**Assignment:**
Copy each line of the listing where the word "below" can be found.

**Material for this exercise:**

------------------------------------------------

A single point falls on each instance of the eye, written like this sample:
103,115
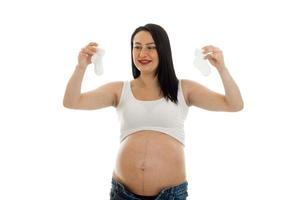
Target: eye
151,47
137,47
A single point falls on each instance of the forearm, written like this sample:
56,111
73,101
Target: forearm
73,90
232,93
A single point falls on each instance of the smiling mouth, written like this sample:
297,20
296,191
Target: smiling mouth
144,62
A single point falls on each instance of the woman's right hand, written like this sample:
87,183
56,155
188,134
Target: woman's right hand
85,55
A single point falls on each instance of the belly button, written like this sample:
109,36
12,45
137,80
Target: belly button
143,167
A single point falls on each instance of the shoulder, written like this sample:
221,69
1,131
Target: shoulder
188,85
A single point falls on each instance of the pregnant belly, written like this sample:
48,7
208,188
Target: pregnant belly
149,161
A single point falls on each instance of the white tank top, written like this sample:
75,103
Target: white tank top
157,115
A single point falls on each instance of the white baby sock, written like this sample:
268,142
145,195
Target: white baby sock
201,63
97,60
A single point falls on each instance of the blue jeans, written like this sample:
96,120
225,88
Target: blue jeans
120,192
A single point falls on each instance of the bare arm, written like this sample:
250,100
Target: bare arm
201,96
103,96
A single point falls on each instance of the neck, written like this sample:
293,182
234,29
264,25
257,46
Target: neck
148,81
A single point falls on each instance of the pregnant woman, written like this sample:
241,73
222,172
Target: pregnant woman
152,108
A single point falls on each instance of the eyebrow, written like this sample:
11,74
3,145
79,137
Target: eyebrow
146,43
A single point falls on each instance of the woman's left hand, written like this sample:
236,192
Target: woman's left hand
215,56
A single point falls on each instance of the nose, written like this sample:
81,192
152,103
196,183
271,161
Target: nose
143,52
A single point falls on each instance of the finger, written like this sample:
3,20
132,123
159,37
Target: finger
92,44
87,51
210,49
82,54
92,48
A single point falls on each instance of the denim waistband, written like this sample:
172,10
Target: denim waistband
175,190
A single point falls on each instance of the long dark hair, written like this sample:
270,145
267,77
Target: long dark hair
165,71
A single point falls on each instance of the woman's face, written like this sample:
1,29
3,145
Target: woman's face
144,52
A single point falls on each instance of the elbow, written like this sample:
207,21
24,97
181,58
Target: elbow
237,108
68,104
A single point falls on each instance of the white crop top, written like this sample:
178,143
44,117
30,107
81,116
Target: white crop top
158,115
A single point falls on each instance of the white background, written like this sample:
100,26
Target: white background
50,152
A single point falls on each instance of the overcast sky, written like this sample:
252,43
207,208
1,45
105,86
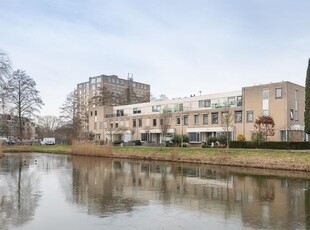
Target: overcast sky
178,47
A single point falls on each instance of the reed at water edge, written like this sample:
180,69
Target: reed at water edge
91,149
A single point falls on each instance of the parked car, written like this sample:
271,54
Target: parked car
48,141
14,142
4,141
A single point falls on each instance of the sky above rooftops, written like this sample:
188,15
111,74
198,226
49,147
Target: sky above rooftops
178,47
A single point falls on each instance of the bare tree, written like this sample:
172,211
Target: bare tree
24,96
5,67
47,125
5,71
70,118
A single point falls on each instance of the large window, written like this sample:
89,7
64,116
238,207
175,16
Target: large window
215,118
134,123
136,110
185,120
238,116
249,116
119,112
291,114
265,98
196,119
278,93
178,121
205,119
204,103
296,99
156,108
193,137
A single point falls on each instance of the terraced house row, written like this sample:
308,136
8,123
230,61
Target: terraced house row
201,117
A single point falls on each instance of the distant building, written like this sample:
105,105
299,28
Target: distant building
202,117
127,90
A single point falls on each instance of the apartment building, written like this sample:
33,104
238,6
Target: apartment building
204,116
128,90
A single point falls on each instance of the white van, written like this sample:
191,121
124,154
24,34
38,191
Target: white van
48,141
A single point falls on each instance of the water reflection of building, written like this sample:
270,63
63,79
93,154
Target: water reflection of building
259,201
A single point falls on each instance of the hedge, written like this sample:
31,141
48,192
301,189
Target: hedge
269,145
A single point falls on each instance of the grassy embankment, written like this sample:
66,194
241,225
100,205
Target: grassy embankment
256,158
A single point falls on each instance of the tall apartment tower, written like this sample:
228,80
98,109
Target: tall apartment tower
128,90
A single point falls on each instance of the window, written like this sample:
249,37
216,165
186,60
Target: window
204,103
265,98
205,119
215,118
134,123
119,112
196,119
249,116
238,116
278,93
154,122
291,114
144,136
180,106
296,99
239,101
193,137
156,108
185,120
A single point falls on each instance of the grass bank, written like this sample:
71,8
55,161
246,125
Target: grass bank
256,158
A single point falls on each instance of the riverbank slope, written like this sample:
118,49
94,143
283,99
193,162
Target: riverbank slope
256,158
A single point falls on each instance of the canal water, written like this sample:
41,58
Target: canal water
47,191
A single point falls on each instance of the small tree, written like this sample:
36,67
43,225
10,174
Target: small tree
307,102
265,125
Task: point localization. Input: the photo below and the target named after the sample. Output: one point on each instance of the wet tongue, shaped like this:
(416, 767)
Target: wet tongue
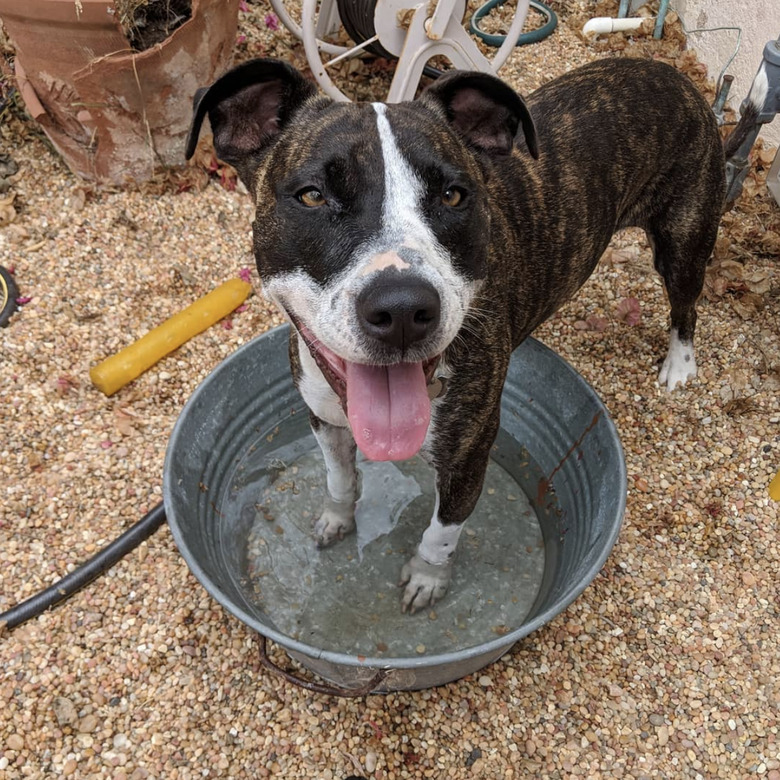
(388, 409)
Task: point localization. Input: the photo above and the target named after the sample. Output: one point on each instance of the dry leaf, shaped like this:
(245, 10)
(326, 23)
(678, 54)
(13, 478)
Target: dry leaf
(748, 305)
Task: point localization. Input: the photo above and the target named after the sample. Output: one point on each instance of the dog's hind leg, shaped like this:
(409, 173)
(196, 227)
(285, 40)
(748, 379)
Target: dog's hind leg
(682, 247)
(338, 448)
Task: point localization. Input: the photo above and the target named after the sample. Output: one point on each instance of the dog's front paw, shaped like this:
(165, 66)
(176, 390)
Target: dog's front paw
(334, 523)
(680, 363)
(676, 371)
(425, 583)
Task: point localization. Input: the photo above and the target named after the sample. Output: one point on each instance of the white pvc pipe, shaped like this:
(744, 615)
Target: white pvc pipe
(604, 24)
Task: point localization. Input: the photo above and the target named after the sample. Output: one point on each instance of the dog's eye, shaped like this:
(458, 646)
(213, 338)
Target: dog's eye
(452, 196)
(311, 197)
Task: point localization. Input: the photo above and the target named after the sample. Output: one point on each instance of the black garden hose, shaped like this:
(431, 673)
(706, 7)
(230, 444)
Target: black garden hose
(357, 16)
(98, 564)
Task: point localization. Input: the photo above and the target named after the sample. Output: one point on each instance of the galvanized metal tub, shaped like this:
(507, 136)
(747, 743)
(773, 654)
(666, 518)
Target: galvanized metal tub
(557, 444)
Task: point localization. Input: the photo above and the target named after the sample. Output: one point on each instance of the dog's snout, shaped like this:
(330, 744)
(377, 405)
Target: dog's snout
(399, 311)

------------------------------------------------

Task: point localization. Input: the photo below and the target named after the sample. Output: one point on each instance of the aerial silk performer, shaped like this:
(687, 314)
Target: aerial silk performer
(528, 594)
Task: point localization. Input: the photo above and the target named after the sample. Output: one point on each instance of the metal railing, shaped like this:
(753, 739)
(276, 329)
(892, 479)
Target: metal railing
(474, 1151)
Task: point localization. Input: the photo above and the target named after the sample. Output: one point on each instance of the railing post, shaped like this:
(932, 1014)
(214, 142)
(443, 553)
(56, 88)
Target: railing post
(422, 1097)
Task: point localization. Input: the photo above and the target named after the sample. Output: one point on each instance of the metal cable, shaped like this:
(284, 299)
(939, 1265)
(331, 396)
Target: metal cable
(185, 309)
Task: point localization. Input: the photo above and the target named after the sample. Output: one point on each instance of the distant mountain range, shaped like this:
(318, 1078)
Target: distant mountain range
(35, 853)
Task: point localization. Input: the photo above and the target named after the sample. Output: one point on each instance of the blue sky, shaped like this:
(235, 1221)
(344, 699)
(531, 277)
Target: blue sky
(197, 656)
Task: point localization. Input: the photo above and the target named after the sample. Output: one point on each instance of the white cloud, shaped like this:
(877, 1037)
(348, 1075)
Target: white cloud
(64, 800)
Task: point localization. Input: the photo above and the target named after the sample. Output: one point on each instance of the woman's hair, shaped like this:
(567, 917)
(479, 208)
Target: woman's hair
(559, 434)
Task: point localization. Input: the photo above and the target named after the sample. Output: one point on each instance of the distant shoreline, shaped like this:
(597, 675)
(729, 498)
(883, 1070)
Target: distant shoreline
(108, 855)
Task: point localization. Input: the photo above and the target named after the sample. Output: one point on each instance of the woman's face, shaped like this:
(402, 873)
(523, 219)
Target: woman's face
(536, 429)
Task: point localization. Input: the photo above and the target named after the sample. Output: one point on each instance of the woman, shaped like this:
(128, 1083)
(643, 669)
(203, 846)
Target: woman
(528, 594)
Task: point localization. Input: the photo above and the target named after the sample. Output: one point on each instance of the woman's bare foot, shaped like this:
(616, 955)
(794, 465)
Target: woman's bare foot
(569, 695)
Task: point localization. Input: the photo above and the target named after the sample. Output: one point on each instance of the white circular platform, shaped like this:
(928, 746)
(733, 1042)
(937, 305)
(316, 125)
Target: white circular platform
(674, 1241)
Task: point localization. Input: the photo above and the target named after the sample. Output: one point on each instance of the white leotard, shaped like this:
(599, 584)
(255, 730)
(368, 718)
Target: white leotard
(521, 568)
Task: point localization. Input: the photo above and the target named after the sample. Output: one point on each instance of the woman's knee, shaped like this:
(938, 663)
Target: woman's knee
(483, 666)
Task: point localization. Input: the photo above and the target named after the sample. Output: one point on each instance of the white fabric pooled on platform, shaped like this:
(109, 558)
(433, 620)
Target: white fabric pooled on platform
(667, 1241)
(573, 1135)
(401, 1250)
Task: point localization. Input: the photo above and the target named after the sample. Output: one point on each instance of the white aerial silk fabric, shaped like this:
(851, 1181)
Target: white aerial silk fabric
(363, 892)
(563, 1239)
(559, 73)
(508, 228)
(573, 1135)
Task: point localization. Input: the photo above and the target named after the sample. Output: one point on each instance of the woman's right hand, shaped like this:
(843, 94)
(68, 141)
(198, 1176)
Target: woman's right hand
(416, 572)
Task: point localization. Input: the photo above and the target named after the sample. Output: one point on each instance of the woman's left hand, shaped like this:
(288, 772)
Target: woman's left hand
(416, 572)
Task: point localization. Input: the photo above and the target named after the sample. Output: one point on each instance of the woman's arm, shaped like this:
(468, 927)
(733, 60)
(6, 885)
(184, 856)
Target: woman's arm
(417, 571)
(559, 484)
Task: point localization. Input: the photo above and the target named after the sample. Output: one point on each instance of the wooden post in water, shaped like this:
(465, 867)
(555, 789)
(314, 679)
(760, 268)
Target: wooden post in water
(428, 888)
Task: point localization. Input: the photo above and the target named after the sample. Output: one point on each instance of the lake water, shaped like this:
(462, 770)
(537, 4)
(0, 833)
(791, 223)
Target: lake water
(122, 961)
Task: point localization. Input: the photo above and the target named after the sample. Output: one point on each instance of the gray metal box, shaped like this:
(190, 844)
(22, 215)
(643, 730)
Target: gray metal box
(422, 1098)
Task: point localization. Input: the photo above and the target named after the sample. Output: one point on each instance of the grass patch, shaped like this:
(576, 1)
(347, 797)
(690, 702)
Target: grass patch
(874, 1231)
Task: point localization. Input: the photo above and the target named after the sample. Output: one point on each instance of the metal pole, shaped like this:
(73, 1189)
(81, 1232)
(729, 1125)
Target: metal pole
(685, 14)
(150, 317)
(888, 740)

------------------------------------------------

**Result of the task:**
Task: point localization. Input: the photo below and the target named after the sample. Output: one point on each instance of the wet tongue, shaped like this:
Task: point localization. Input: the photo below and the target named after the sample. Output: one point on each instance of the aerial silk performer, shaped like this:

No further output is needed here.